* [DATA TO PROCESS]:
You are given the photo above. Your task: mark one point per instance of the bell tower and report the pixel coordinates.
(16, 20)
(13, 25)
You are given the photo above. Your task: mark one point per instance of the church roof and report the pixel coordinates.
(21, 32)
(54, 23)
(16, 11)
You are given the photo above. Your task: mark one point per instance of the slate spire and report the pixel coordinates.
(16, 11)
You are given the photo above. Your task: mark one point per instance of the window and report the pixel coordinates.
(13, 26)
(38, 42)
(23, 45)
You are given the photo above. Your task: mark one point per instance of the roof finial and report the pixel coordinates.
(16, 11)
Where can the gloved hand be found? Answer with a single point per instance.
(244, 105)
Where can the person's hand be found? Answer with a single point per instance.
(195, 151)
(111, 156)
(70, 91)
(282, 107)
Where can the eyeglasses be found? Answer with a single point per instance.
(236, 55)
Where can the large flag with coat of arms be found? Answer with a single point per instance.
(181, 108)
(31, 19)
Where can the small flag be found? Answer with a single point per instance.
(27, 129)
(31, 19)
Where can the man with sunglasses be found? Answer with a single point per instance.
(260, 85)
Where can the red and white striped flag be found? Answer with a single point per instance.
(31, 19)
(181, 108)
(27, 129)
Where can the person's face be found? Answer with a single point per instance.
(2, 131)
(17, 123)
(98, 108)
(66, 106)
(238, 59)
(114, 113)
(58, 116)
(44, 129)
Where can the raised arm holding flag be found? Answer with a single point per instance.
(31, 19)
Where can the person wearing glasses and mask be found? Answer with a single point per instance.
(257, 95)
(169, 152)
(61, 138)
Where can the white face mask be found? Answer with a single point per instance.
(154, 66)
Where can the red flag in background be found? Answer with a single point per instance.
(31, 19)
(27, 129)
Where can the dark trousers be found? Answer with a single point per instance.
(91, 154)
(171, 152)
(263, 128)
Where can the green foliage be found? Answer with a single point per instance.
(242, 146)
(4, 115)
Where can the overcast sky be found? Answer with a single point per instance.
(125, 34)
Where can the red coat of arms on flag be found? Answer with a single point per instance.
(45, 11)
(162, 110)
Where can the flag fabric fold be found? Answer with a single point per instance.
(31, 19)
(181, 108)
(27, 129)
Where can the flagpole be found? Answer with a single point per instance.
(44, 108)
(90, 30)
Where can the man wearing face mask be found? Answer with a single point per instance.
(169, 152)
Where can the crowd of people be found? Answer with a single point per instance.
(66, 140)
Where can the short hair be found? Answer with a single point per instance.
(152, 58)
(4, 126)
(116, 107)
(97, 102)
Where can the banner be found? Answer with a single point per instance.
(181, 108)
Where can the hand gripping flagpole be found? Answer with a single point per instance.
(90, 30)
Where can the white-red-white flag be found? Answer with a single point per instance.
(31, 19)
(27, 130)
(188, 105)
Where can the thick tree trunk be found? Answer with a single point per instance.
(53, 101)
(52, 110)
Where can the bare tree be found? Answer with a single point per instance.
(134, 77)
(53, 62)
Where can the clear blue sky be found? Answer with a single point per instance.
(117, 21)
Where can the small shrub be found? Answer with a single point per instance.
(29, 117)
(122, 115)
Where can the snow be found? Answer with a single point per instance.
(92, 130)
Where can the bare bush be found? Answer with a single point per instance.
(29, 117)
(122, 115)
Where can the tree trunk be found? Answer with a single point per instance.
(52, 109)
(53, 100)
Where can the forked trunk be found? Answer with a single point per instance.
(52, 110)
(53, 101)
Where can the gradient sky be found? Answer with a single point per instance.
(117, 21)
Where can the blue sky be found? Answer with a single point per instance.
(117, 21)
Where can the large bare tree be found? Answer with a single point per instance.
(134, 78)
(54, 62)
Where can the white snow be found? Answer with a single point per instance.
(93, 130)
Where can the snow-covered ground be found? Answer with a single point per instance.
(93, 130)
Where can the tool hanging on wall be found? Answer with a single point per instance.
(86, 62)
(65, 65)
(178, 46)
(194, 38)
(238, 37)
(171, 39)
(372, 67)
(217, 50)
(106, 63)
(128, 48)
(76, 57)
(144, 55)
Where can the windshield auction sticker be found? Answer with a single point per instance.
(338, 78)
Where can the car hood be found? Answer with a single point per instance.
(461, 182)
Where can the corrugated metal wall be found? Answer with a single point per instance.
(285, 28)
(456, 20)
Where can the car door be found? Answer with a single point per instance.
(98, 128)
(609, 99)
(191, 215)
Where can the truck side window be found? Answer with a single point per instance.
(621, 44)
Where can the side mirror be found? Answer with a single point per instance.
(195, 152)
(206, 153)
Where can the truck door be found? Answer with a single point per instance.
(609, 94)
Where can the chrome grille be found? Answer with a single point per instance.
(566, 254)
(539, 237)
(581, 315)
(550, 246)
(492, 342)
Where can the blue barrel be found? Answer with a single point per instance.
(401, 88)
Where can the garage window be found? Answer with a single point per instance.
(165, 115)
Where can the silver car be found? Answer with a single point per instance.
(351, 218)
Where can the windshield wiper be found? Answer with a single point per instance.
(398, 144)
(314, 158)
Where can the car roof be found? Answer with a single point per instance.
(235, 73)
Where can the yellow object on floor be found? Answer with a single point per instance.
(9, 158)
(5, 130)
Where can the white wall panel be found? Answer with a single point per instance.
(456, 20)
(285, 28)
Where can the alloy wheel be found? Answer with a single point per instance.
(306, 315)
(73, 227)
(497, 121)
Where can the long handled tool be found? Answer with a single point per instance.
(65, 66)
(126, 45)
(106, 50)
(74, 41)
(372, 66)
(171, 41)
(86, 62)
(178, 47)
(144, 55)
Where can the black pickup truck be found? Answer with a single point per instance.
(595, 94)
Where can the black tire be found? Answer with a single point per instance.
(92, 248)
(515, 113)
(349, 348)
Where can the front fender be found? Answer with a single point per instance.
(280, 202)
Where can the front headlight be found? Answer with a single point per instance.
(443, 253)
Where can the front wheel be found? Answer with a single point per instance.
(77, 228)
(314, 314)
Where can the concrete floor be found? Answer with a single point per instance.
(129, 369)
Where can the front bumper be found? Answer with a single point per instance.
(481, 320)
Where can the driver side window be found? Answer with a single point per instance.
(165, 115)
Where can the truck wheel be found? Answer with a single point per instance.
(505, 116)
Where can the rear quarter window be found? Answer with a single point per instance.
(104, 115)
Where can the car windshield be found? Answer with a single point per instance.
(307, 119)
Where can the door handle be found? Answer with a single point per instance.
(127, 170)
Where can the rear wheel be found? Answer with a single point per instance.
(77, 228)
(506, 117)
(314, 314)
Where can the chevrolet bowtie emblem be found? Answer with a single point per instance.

* [THE REQUEST]: Copy out the data shown above without altering anything.

* [TASK OUTPUT]:
You are given the photo above. Your task: mark one point per instance of the bell tower and report the pixel coordinates.
(16, 20)
(13, 25)
You are given the photo above. Your task: mark one point per instance of the church roof and report the pixel coordinates.
(21, 32)
(54, 23)
(16, 11)
You are given the photo above. Your task: mark one point per instance of the slate spire and report the pixel coordinates.
(16, 11)
You are given the photo above. Your task: mark one point per instance of the window and report the pixel coordinates.
(13, 26)
(38, 42)
(23, 45)
You are given the photo above. Your task: mark one point per instance of the roof finial and report the pixel coordinates.
(16, 11)
Where can the gloved hand be found? Answer with a single point per instance.
(244, 105)
Where can the person's hand be found? Answer with a single point per instance.
(195, 151)
(111, 156)
(70, 91)
(282, 107)
Where can the eyeglasses be found? Answer with a single point per instance.
(236, 55)
Where can the large flag with coat of arms be found? Answer with a single point per instance.
(181, 108)
(31, 19)
Where can the small flag be found? Answer with a single point per instance.
(27, 129)
(31, 19)
Where can the man with sunglasses be found? Answer with a single point per instance.
(260, 85)
Where can the red and white striped flag be found? Answer with a single point per instance.
(31, 19)
(181, 108)
(27, 129)
Where can the person's face be found? Answer with a single point per instance.
(2, 131)
(17, 123)
(98, 108)
(66, 106)
(238, 59)
(114, 113)
(58, 116)
(44, 129)
Where can the raised arm holding flag be found? Answer with a single point per instance.
(31, 19)
Where can the person wearing glasses and mask be found? Answer with a single point per instance.
(257, 95)
(169, 152)
(61, 138)
Where can the white face mask be found? Answer with a single point per instance.
(154, 66)
Where can the red flag in background be found? Answer with a single point per instance.
(31, 19)
(27, 129)
Where can the dark trousers be found? Answer with a single point per instance.
(91, 154)
(171, 152)
(263, 128)
Where can the green foliage be found? Answer with a single point per instance.
(242, 146)
(4, 115)
Where can the overcast sky be found? Answer with a single point per instance.
(125, 34)
Where can the red coat of arms on flag be found? Answer with a single point per instance.
(45, 11)
(162, 110)
Where can the flag fabric fold be found? Answer with a single point per instance.
(31, 19)
(181, 108)
(27, 129)
Where can the flagpole be found? Answer with a single point per instance.
(44, 108)
(90, 30)
Where can the man wearing face mask be found? Answer with a single point per instance.
(169, 152)
Where can the crowd of people be found? Answer with a single point per instance.
(66, 140)
Where can the short hair be found? Answer with a single point per instance.
(152, 58)
(4, 126)
(116, 107)
(97, 102)
Where can the banner be found? Answer with a single point per instance.
(181, 108)
Where can the hand gripping flagpole be found? Answer with a single point per instance.
(90, 30)
Where can the white-red-white flag be found? Answer with a single point per instance.
(31, 19)
(27, 130)
(188, 105)
Where can the thick tree trunk be found? Answer with a single point per instance.
(53, 101)
(52, 110)
Where can the bare tree be found? Answer with a single point per instance.
(134, 77)
(53, 62)
Where can the clear blue sky be found? Answer with a single point per instance.
(117, 21)
Where can the small shrub be found? Answer with a single point per instance.
(29, 117)
(122, 115)
Where can the snow be found? Answer with a single point per instance.
(92, 130)
Where can the bare bush be found? Answer with a single point per instance.
(29, 117)
(122, 115)
Where can the tree trunk be found? Answer with a single point per instance.
(52, 109)
(53, 100)
Where can the forked trunk be found? Answer with a single point per instance.
(52, 110)
(53, 101)
Where can the gradient sky be found? Answer with a single point per instance.
(117, 21)
Where can the blue sky be found? Answer with a single point per instance.
(117, 21)
Where can the large bare tree be found? Answer with a single point per instance.
(134, 78)
(54, 62)
Where can the white snow be found? Answer with a single point per instance.
(93, 130)
Where can the snow-covered ground be found? Answer with a single point per instance.
(93, 130)
Where can the tool hanging on wall be found? Answer with a single point per instance.
(86, 62)
(65, 65)
(178, 46)
(194, 38)
(238, 37)
(171, 39)
(372, 67)
(217, 50)
(106, 63)
(128, 48)
(76, 57)
(144, 55)
Where can the windshield auction sticker be found? Answer with a single point per instance.
(338, 78)
Where can the car hood be found? Answer with a single point per instance.
(461, 182)
Where can the corrugated metal wall be found? Answer with a single point per instance.
(285, 28)
(456, 20)
Where can the car door be found? Answer with a single point per instance.
(98, 128)
(609, 99)
(191, 215)
Where can the truck side window be found? Answer with a single point per instance.
(621, 44)
Where can the side mirror be found? Answer with a single point per instance.
(195, 152)
(206, 153)
Where can the truck door be found? Answer with a single point per instance.
(609, 94)
Where can the chrome grille be found? Answer with a single point per instance.
(566, 254)
(539, 237)
(581, 315)
(550, 246)
(492, 342)
Where can the blue barrel be found? Answer with a single point per instance.
(401, 88)
Where can the garage window be found? Answer with a single point per instance.
(165, 115)
Where can the silver car be found? Answer with a single point per instance.
(351, 218)
Where can the windshield wiper be found? Answer with a single point per instance.
(398, 144)
(314, 158)
Where can the car roof be found? Answer with a single point per instance.
(235, 73)
Where can the yellow object on floor be found? Answer with a single point per instance.
(9, 158)
(5, 130)
Where can the white wall panel be found? Answer with a single point per instance.
(456, 20)
(285, 28)
Where can the alloy wheel be found? Answer with a single point per instance.
(306, 315)
(73, 227)
(497, 121)
Where can the long handled tool be found? Answer with a single point per instance.
(65, 66)
(126, 45)
(106, 50)
(74, 41)
(372, 66)
(171, 41)
(86, 62)
(178, 47)
(144, 55)
Where can the black pickup truck be found? Answer with a single point per instance.
(595, 94)
Where can the black tire be found? Answer with a single point per instance.
(92, 248)
(515, 113)
(349, 348)
Where can the front fender be found? Answer with a single point per instance.
(280, 202)
Where can the front headlight be found? Answer with a single point per instance.
(443, 253)
Where can the front wheel be found? Answer with a single point per instance.
(77, 228)
(314, 314)
Where can the concrete floor be found? Answer with a single point per instance.
(129, 369)
Where can the front bumper be found? Answer with a single point per instance.
(481, 320)
Where can the driver side window be found? Answer with a single point per instance.
(165, 115)
Where can the truck wheel be found? Answer with a single point per instance.
(505, 116)
Where can the rear quarter window be found? Answer with a single point per instance.
(104, 115)
Where can the car windshield be found? Answer with a single point per instance.
(307, 119)
Where can the door handle be found? Answer with a single point per instance.
(127, 170)
Where can the rear wheel be found? Answer with a single point per instance.
(77, 228)
(506, 117)
(314, 314)
Where can the chevrolet bowtie emblem be found? Answer with a single point per instance.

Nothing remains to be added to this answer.